__DOCUMENT EXTRACT__:
+ + + + +

Boost logo

Boost :

Subject: Re: [boost] [rfc] Unicode GSoC project
From: Mathias Gaunard (mathias.gaunard_at_[hidden])
Date: 2009-05-14 23:11:11


Eric Niebler wrote:
> Mathias Gaunard wrote:

>> I have been working on range adaptors to iterate over code points in
>> an UTF-x string as well as converting back those code points to UTF-y
>> for the past week and
>
> That's good, these are needed. Also needed are tables that store the
> various character properties, and (hopefully) some parsers that build
> the tables directly from the Unicode character database so we can easily
> rev it whenever the database changes.

I will attack the tables as soon as iteration over code values, code
points and grapheme clusters is finished (that would use the tables, but
I want to have the mechanisms defined first), and that there is an
accepted design as to how to represent unicode data and interact with it.
Which hopefully, should not be in too much time.

> The invariant of what? The internal data over which the iterators
> traverse? Which iterators? All of them? Are you really talking about an
> invariant (something that is true of the data both before an after each
> operation completes), or of pre- or post-conditions?

The invariant satisfied by a model of UnicodeRange.
If R is a model of UnicodeRange, any instance of R r shall verify
that begin(r)...end(r) is a valid normalized unicode string properly
encoded in UTF-x.

The invariant must be satisfied at any time.

Functions taking models of UnicodeRange as input can assume the
invariant as a precondition on their input and should have it as a
postcondition on it too.
Functions providing models of UnicodeRange as output should have it as a
postcondition on its output.

> , but maybe
>> that should be something orthogonal. I personally don't think it's
>> really useful for general-purpose text though.
>
> I should hope there is a way to operate on valid Unicode ranges that
> happen not to be in normalization form C.

A way to operate on such data would be normalizing it beforehand. No
information is supposed to be lost by normalizing to form C.
Substring search for example requires the two strings being compared to
be normalized, or at least relevant parts, so that canonically
equivalent things can compare as being equal.
We can choose to do that behind the user's back or rather to make it so
that we don't need to; the latter allows to keep things simple.

Of course, being normalization-form-agnostic and making it a separate
concept, allowing to select the best algorithm possible (I may not have
the time to write all versions however), is more powerful because it
doesn't do any concession.
I just want to know whether it's really worth it to complicate this.

>
> The library provides the following core types in the boost namespace:
>
> uchar8_t
> uchar16_t
> uchar32_t
>
> In C++0x, these are called char, char16_t and char32_t. I think uchar8_t
> is unnecessary, and for a Boost Unicode library, boost::char16 and
> boost::char32 would work just fine. On a C++0x compiler, they should be
> typedefs for char16_t and char32_t.

The character types not being unsigned could be lead to issues during
promotions or conversions.

I also personally think "char" is better to mean "locale-specific
character" than "utf-8 character", so I thought a distinct name for the
type was more appropriate.

Anyway, embracing the standard way is what should be done, I agree. I'll
just have to make sure I'm careful of conversions.

+ + + + +

__Portion of a data file__:

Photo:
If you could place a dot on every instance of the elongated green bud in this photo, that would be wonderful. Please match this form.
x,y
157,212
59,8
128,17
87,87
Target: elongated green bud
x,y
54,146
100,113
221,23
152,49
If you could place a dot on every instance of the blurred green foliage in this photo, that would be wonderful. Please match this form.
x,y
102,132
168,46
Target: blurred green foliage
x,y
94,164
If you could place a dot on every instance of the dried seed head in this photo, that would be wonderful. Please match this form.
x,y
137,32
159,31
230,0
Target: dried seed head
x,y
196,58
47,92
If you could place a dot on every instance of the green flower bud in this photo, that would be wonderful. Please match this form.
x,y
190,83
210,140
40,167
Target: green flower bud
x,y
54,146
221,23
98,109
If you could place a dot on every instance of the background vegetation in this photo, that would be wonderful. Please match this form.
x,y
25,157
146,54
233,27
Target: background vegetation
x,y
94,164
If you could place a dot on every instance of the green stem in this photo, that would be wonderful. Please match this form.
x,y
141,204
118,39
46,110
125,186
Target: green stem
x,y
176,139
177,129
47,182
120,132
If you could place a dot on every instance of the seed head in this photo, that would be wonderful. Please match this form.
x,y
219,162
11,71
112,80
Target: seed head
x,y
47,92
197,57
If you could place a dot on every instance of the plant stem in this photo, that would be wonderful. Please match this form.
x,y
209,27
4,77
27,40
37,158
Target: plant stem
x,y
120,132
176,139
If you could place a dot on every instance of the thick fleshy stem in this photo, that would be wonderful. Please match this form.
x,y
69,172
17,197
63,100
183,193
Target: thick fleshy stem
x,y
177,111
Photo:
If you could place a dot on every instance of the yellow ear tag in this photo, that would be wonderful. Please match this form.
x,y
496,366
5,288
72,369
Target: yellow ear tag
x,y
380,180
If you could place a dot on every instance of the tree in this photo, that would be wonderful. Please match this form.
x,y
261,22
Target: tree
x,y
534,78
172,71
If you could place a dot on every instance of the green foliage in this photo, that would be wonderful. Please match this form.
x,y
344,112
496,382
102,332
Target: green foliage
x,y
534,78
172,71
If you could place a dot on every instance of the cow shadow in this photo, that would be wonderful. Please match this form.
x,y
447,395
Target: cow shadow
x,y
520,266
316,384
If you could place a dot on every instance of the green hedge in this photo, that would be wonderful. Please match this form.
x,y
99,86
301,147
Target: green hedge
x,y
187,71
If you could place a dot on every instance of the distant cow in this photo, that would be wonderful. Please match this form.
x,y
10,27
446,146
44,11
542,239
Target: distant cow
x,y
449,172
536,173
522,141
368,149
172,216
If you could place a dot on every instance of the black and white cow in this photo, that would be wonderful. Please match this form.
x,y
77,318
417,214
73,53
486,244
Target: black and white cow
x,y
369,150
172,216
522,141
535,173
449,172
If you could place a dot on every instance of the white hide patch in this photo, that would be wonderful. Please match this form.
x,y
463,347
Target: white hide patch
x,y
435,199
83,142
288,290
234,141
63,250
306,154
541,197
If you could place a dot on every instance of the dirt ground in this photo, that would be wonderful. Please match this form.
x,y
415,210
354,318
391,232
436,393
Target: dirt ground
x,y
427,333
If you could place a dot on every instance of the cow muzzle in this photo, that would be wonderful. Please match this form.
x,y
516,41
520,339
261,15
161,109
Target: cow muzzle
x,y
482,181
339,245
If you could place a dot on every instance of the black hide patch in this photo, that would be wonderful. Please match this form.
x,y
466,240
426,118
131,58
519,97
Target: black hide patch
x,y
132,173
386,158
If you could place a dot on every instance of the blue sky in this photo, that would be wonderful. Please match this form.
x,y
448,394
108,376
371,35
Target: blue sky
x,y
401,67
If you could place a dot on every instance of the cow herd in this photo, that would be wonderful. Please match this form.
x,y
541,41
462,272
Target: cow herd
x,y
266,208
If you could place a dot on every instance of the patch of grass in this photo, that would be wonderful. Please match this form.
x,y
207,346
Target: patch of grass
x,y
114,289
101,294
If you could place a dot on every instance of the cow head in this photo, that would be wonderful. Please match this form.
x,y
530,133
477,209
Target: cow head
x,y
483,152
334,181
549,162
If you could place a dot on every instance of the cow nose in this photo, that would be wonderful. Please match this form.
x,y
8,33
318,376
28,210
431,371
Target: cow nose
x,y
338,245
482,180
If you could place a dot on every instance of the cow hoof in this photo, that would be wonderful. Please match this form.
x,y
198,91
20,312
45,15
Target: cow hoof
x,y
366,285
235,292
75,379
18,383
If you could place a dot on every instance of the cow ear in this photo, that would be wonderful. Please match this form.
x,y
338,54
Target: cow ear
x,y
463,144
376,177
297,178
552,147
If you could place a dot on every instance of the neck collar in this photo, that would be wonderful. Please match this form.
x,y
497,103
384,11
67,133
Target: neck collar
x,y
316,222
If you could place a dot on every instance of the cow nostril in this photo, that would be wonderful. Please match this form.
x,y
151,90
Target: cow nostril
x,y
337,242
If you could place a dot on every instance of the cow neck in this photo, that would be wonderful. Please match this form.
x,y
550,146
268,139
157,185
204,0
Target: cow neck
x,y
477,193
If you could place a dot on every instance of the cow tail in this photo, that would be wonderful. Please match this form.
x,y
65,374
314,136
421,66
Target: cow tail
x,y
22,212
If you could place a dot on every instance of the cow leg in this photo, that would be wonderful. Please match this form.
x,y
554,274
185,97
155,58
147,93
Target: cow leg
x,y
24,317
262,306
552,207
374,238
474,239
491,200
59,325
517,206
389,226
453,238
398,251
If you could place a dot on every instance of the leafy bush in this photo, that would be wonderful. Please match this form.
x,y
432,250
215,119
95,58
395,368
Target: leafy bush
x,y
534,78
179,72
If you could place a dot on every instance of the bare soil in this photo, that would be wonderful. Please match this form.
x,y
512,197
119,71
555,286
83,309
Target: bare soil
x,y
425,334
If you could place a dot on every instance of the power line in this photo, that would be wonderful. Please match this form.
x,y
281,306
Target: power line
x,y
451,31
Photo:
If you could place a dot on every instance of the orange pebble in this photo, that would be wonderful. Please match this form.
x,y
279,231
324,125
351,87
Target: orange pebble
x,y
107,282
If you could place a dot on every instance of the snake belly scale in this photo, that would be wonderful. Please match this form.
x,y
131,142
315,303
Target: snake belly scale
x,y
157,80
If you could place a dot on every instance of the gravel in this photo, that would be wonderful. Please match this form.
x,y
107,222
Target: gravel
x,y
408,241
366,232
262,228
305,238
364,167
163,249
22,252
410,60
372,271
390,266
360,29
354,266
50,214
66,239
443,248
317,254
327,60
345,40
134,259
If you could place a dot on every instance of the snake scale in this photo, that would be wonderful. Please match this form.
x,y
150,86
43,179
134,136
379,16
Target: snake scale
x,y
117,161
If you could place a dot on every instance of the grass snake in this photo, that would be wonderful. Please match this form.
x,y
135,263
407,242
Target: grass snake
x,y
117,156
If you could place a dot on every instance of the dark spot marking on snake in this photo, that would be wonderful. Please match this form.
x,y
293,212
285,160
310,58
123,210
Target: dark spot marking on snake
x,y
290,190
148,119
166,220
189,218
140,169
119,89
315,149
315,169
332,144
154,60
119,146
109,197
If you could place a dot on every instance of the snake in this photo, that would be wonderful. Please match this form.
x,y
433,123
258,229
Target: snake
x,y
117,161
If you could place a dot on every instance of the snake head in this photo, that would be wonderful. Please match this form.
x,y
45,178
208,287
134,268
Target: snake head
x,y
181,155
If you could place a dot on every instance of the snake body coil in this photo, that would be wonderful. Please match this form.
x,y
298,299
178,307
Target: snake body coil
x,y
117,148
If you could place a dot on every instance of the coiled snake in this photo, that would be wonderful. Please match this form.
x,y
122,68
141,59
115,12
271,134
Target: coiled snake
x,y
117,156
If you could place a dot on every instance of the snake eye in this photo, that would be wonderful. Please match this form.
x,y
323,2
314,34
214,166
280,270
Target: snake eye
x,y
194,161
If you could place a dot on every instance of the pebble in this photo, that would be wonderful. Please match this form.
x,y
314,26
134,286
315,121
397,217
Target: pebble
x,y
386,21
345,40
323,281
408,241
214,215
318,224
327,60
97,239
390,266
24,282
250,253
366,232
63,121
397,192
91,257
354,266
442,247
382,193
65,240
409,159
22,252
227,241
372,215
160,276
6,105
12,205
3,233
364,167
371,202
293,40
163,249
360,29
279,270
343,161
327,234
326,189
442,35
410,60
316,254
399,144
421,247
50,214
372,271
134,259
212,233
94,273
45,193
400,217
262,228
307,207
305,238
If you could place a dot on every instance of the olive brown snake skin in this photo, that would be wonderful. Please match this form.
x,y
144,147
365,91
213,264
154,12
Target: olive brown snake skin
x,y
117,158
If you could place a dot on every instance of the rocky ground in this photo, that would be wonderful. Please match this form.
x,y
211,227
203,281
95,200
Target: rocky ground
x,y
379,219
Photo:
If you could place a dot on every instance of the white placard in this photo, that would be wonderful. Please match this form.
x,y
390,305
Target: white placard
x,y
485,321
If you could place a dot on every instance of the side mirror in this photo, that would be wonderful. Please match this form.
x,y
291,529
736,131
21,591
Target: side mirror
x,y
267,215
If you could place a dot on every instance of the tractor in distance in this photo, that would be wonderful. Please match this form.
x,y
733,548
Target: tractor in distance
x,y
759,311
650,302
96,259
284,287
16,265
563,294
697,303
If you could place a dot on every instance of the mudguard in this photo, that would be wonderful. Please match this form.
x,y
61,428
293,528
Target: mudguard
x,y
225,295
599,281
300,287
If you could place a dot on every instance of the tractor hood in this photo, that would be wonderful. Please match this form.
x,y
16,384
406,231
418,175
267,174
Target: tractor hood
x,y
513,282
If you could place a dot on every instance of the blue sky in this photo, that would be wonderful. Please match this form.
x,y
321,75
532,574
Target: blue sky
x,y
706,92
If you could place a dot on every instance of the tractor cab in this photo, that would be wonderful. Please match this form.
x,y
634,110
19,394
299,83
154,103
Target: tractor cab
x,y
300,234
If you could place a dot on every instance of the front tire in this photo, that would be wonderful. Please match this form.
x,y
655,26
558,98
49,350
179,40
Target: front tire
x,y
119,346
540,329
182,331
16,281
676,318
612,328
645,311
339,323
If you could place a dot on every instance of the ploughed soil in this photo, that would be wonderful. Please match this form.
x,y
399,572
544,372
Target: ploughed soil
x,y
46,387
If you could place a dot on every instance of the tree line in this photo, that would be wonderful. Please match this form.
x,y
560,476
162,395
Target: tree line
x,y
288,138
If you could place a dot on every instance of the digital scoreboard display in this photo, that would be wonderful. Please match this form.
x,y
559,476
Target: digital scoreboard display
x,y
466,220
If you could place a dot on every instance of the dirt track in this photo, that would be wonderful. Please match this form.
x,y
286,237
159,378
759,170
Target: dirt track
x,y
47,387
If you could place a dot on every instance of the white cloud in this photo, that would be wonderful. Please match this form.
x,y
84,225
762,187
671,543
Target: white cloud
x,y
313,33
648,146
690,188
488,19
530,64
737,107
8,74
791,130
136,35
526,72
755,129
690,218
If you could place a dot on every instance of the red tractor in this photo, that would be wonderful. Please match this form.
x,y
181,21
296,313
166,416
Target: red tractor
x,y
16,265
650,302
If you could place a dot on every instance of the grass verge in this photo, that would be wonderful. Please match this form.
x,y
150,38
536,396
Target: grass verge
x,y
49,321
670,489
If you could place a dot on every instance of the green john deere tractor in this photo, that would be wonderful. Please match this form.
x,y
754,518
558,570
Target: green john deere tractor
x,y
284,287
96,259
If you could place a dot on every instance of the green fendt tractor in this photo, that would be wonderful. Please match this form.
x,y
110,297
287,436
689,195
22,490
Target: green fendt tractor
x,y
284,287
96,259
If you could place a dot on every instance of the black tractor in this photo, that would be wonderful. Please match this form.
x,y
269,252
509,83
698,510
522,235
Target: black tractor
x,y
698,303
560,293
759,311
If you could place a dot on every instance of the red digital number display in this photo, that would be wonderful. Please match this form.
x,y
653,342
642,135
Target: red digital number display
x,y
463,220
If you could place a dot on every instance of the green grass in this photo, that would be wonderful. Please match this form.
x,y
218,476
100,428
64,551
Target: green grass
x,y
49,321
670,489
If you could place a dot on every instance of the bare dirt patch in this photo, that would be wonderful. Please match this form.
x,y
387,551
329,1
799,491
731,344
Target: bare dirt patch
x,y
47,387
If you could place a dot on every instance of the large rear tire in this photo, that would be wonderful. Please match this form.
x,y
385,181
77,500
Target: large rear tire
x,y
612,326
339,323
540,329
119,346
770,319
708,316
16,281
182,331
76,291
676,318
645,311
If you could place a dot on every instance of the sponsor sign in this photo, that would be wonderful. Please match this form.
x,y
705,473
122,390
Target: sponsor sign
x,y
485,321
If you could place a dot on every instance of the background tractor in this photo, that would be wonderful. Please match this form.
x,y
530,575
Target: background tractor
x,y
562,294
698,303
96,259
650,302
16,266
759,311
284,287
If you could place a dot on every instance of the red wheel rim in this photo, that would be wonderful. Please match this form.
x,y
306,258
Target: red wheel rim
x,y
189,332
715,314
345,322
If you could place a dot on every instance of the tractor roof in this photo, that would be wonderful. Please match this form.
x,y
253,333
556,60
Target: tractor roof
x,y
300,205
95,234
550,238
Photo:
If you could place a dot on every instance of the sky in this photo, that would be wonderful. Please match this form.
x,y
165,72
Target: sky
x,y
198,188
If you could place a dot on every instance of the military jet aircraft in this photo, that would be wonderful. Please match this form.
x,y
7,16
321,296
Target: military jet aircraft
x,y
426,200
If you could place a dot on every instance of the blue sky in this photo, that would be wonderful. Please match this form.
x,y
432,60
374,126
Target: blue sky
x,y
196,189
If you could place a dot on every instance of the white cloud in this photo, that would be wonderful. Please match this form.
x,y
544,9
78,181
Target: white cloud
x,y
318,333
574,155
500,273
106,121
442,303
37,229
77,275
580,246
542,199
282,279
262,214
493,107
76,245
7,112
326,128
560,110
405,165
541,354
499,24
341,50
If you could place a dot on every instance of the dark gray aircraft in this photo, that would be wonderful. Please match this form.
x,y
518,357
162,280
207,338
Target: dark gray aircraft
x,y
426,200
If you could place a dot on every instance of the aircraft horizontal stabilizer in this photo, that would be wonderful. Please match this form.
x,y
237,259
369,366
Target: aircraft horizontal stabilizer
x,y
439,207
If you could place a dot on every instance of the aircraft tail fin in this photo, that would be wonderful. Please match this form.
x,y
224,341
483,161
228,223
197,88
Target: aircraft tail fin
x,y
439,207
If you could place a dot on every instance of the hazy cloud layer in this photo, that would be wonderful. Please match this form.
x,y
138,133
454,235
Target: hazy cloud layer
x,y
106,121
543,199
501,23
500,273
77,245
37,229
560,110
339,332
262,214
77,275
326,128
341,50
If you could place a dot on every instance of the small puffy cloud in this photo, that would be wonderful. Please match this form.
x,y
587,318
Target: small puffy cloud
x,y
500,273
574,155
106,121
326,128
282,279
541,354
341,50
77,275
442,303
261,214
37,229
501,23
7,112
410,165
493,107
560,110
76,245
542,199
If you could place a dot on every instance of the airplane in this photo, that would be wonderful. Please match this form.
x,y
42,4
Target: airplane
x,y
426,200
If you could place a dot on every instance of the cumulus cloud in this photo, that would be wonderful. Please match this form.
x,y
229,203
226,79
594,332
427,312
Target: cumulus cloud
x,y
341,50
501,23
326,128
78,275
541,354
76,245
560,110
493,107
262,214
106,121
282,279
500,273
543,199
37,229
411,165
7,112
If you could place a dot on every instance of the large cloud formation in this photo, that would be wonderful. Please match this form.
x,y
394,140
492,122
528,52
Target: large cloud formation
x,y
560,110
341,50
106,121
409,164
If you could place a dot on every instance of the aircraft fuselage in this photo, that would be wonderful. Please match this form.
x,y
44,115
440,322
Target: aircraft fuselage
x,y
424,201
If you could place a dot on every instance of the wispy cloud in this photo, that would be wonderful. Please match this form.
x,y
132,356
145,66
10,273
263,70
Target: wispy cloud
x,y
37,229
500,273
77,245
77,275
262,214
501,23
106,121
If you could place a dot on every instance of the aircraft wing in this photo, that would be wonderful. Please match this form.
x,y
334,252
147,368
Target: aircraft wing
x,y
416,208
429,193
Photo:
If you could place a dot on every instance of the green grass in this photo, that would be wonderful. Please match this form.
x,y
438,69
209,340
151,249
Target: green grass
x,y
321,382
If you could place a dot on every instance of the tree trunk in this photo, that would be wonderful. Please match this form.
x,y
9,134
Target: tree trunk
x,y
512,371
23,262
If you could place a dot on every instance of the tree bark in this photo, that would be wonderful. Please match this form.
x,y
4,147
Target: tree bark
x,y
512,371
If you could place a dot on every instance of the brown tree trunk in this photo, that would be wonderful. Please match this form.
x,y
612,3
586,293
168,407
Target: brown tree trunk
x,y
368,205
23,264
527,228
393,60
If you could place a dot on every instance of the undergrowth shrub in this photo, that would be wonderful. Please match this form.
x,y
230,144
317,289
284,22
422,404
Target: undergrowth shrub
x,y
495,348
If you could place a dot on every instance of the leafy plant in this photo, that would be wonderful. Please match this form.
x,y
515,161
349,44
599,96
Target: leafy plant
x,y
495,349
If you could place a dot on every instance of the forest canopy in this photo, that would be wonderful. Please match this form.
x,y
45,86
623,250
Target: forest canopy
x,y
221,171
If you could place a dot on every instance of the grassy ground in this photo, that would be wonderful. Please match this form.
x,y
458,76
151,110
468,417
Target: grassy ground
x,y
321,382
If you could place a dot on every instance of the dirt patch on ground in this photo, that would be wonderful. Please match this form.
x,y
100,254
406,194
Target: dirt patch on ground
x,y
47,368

+ + + + +

__YOUR TASKS__:
a) Based on the Unicode post, say whether each statement agrees with it, answering yes or no and quoting the words that decide it: (i) The writer plans to build the character property tables before iteration over grapheme clusters is finished. (ii) The invariant of a model of UnicodeRange must hold at all times. (iii) The writer would rather have "char" mean a UTF-8 character than a locale-specific character.
b) Transcribe the part of the Unicode post that opens with the words containing "The invariant satisfied" and closes with "postcondition on it too.".
The records are not needed here.

__SOLUTIONS TO THE PROBLEMS__:
a)
(i) No: "I will attack the tables as soon as iteration over code values, code points and grapheme clusters is finished"
(ii) Yes: "The invariant must be satisfied at any time."
(iii) No: "I also personally think "char" is better to mean "locale-specific character" than "utf-8 character""

b)
The invariant satisfied by a model of UnicodeRange.
If R is a model of UnicodeRange, any instance of R r shall verify
that begin(r)...end(r) is a valid normalized unicode string properly
encoded in UTF-x.

The invariant must be satisfied at any time.

Functions taking models of UnicodeRange as input can assume the
invariant as a precondition on their input and should have it as a
postcondition on it too.